** PROBLEM TO WORK ON **
All of the records listed below should be retyped exactly.

##############################

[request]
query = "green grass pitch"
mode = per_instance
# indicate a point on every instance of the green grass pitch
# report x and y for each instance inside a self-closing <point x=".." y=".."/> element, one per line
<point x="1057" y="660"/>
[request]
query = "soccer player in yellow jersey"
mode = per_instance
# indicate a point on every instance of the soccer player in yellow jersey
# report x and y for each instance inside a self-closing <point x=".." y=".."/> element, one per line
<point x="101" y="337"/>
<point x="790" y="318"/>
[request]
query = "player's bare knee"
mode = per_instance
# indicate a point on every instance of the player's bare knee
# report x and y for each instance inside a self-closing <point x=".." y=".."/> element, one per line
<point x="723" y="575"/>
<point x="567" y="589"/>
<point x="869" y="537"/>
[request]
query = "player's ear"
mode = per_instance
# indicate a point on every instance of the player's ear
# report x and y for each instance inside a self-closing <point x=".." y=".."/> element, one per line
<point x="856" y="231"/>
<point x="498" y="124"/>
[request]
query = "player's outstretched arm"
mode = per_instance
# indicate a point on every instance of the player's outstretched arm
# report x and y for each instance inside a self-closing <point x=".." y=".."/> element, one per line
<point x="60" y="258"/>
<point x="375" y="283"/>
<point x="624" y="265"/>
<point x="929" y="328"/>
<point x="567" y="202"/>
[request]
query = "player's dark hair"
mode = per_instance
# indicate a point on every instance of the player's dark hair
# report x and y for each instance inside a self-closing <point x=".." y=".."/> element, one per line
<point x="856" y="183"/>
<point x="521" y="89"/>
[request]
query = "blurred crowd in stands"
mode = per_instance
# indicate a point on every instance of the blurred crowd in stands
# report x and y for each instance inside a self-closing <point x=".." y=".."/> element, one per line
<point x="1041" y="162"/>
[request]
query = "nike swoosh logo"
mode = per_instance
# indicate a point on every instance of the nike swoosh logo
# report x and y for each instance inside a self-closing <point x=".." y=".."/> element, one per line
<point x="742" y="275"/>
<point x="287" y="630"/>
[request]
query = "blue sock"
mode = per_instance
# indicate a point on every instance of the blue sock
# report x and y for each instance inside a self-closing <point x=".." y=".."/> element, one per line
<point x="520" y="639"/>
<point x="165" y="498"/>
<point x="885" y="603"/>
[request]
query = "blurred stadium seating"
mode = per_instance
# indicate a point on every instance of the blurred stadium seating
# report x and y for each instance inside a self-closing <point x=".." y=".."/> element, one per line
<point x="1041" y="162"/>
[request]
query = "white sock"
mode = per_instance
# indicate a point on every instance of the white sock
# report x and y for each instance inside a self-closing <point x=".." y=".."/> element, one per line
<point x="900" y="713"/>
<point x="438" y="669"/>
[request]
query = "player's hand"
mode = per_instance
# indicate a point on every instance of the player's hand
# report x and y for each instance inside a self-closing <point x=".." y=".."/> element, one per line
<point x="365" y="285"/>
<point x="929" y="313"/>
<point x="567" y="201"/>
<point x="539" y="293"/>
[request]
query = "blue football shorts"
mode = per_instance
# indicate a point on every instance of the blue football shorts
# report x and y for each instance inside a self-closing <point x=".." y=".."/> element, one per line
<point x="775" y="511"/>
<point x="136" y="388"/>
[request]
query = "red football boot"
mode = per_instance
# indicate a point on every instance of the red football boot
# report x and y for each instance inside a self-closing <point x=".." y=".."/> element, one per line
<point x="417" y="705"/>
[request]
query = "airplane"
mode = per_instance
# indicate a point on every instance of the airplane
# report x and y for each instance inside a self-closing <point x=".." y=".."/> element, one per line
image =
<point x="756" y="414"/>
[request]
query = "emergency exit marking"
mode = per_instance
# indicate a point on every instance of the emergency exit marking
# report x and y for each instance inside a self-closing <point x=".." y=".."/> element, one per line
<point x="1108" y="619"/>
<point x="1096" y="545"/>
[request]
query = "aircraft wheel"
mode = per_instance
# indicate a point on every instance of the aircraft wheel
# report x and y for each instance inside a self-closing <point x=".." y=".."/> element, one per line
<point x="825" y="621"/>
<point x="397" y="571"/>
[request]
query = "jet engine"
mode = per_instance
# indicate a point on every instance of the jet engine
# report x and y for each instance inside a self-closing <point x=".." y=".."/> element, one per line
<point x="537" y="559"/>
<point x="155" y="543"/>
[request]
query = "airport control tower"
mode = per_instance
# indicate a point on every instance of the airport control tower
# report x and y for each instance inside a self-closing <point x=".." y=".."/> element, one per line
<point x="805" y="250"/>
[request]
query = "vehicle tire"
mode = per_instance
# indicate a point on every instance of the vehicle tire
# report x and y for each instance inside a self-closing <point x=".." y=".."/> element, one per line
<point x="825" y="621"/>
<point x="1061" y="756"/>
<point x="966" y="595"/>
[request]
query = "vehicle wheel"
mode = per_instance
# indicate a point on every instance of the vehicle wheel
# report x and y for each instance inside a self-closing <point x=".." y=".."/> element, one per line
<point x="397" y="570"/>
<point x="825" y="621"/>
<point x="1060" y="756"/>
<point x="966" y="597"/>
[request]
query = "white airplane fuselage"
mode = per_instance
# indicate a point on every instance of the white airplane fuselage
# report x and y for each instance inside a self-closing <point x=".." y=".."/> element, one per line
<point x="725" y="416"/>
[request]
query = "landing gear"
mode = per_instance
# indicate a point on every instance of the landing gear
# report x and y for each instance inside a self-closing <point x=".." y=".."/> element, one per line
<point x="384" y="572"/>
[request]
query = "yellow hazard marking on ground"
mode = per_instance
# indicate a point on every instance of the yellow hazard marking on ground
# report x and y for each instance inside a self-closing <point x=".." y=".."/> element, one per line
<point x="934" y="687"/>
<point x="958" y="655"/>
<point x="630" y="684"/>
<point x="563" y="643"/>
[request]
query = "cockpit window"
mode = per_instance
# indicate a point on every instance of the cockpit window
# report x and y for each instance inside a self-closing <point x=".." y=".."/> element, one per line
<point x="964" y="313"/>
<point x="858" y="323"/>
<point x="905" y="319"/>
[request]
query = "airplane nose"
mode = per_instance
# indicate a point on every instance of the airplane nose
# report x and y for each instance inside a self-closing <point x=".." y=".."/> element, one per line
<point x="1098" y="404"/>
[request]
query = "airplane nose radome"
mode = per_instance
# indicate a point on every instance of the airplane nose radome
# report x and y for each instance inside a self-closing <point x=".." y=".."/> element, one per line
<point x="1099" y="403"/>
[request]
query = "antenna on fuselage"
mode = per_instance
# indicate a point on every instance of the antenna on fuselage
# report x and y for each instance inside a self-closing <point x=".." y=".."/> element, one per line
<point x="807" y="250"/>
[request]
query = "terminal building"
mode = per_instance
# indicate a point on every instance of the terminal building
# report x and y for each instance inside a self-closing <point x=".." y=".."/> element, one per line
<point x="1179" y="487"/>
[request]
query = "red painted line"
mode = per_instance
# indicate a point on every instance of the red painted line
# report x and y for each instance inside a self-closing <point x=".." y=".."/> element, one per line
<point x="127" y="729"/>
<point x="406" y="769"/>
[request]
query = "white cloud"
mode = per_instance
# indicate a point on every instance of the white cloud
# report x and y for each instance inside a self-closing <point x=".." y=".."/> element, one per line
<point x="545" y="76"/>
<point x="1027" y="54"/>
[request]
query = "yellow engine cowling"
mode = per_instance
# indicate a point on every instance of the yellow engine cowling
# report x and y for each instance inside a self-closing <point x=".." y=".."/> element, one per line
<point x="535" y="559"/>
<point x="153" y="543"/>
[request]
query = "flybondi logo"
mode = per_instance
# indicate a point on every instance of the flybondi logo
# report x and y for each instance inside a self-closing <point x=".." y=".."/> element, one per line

##############################

** EXPECTED OUTPUT **
[request]
query = "green grass pitch"
mode = per_instance
# indicate a point on every instance of the green grass pitch
# report x and y for each instance inside a self-closing <point x=".." y=".."/> element, one per line
<point x="1057" y="660"/>
[request]
query = "soccer player in yellow jersey"
mode = per_instance
# indicate a point on every instance of the soccer player in yellow jersey
# report x and y for each instance inside a self-closing <point x=".." y=".."/> element, one per line
<point x="101" y="337"/>
<point x="790" y="318"/>
[request]
query = "player's bare knee"
mode = per_instance
# indicate a point on every instance of the player's bare knee
# report x and y for each instance inside a self-closing <point x=".." y=".."/> element, one per line
<point x="723" y="575"/>
<point x="567" y="589"/>
<point x="869" y="537"/>
[request]
query = "player's ear"
mode = per_instance
# indicate a point on every instance of the player's ear
# report x and y for each instance inside a self-closing <point x=".." y=".."/> element, one per line
<point x="856" y="231"/>
<point x="498" y="124"/>
[request]
query = "player's outstretched arm"
mode = per_instance
# indicate a point on every instance of the player's outstretched arm
# report x and y for each instance inside a self-closing <point x=".." y=".."/> element, one per line
<point x="60" y="258"/>
<point x="375" y="283"/>
<point x="624" y="265"/>
<point x="929" y="328"/>
<point x="567" y="202"/>
[request]
query = "player's dark hair"
mode = per_instance
# indicate a point on every instance of the player's dark hair
# report x and y for each instance inside a self-closing <point x=".." y=".."/> element, one per line
<point x="856" y="183"/>
<point x="521" y="89"/>
[request]
query = "blurred crowd in stands"
mode = per_instance
# indicate a point on every instance of the blurred crowd in stands
# report x and y for each instance inside a self-closing <point x=".." y=".."/> element, one per line
<point x="1041" y="162"/>
[request]
query = "nike swoosh logo"
mode = per_instance
# indicate a point on every instance of the nike swoosh logo
# report x and y for each instance inside a self-closing <point x=".." y=".."/> element, one per line
<point x="742" y="275"/>
<point x="287" y="630"/>
[request]
query = "blue sock"
mode = per_instance
# indicate a point on every instance of the blue sock
# report x and y for each instance inside a self-closing <point x=".." y=".."/> element, one per line
<point x="520" y="639"/>
<point x="165" y="498"/>
<point x="885" y="603"/>
[request]
query = "blurred stadium seating"
mode = per_instance
# indicate a point on every instance of the blurred stadium seating
# report x and y for each instance inside a self-closing <point x=".." y=".."/> element, one per line
<point x="1041" y="162"/>
[request]
query = "white sock"
mode = per_instance
# indicate a point on every instance of the white sock
# report x and y for each instance inside a self-closing <point x=".." y=".."/> element, one per line
<point x="900" y="713"/>
<point x="438" y="669"/>
[request]
query = "player's hand"
mode = per_instance
# indicate a point on every instance of the player's hand
# report x and y for each instance inside a self-closing <point x=".." y=".."/> element, one per line
<point x="365" y="285"/>
<point x="929" y="313"/>
<point x="567" y="201"/>
<point x="539" y="293"/>
[request]
query = "blue football shorts"
mode = per_instance
# indicate a point on every instance of the blue football shorts
# report x and y for each instance inside a self-closing <point x=".." y=".."/> element, one per line
<point x="775" y="511"/>
<point x="136" y="388"/>
[request]
query = "red football boot"
mode = per_instance
# indicate a point on every instance of the red football boot
# report x and y for each instance inside a self-closing <point x=".." y=".."/> element, one per line
<point x="417" y="705"/>
[request]
query = "airplane"
mode = per_instance
# indicate a point on every instance of the airplane
# report x and y for each instance inside a self-closing <point x=".." y=".."/> element, one per line
image =
<point x="756" y="414"/>
[request]
query = "emergency exit marking"
mode = per_instance
# indicate a point on every instance of the emergency exit marking
# report x and y for each instance inside a self-closing <point x=".." y=".."/> element, one per line
<point x="1108" y="619"/>
<point x="1096" y="545"/>
[request]
query = "aircraft wheel"
mode = per_instance
# indicate a point on every instance of the aircraft wheel
# report x and y for each instance inside a self-closing <point x=".." y=".."/> element, one per line
<point x="825" y="621"/>
<point x="397" y="571"/>
[request]
query = "jet engine"
mode = per_instance
# indicate a point on every instance of the jet engine
# report x and y for each instance inside a self-closing <point x=".." y=".."/> element, one per line
<point x="537" y="559"/>
<point x="155" y="543"/>
[request]
query = "airport control tower"
mode = per_instance
# indicate a point on every instance of the airport control tower
# report x and y for each instance inside a self-closing <point x=".." y=".."/> element, one per line
<point x="805" y="250"/>
[request]
query = "vehicle tire"
mode = per_instance
# indicate a point on every instance of the vehicle tire
# report x and y for each instance inside a self-closing <point x=".." y=".."/> element, one per line
<point x="825" y="621"/>
<point x="1061" y="756"/>
<point x="966" y="595"/>
[request]
query = "vehicle wheel"
mode = per_instance
# indicate a point on every instance of the vehicle wheel
# report x and y for each instance inside a self-closing <point x=".." y=".."/> element, one per line
<point x="397" y="570"/>
<point x="825" y="621"/>
<point x="1060" y="756"/>
<point x="966" y="597"/>
[request]
query = "white airplane fuselage"
mode = per_instance
# indicate a point on every instance of the white airplane fuselage
# report x and y for each instance inside a self-closing <point x=".." y=".."/> element, one per line
<point x="725" y="416"/>
[request]
query = "landing gear"
mode = per_instance
# indicate a point on every instance of the landing gear
# report x and y for each instance inside a self-closing <point x=".." y=".."/> element, one per line
<point x="384" y="572"/>
[request]
query = "yellow hazard marking on ground"
mode = per_instance
# indicate a point on every instance of the yellow hazard marking on ground
# report x and y for each instance inside a self-closing <point x=".." y=".."/> element, one per line
<point x="934" y="687"/>
<point x="958" y="655"/>
<point x="630" y="684"/>
<point x="563" y="643"/>
[request]
query = "cockpit window"
mode = per_instance
# indicate a point on every instance of the cockpit window
# report x and y for each instance inside a self-closing <point x=".." y=".."/> element, one per line
<point x="964" y="313"/>
<point x="858" y="323"/>
<point x="905" y="319"/>
[request]
query = "airplane nose"
mode = per_instance
# indicate a point on every instance of the airplane nose
# report x and y for each instance inside a self-closing <point x=".." y=".."/> element, one per line
<point x="1098" y="404"/>
[request]
query = "airplane nose radome"
mode = per_instance
# indicate a point on every instance of the airplane nose radome
# report x and y for each instance inside a self-closing <point x=".." y=".."/> element, one per line
<point x="1099" y="403"/>
[request]
query = "antenna on fuselage"
mode = per_instance
# indicate a point on every instance of the antenna on fuselage
# report x and y for each instance inside a self-closing <point x=".." y=".."/> element, one per line
<point x="807" y="250"/>
[request]
query = "terminal building"
mode = per_instance
# indicate a point on every instance of the terminal building
# report x and y for each instance inside a self-closing <point x=".." y=".."/> element, one per line
<point x="1179" y="487"/>
[request]
query = "red painted line"
mode = per_instance
# indicate a point on every instance of the red painted line
# report x and y for each instance inside a self-closing <point x=".." y=".."/> element, one per line
<point x="127" y="729"/>
<point x="406" y="769"/>
[request]
query = "white cloud"
mode = per_instance
# indicate a point on every instance of the white cloud
# report x and y for each instance inside a self-closing <point x=".." y=".."/> element, one per line
<point x="545" y="76"/>
<point x="1027" y="54"/>
[request]
query = "yellow engine cowling"
mode = per_instance
# indicate a point on every instance of the yellow engine cowling
# report x and y for each instance inside a self-closing <point x=".." y=".."/> element, one per line
<point x="535" y="559"/>
<point x="153" y="543"/>
[request]
query = "flybondi logo"
mode = per_instance
# indicate a point on every instance of the flybondi logo
# report x and y for each instance inside a self-closing <point x=".." y=".."/> element, one per line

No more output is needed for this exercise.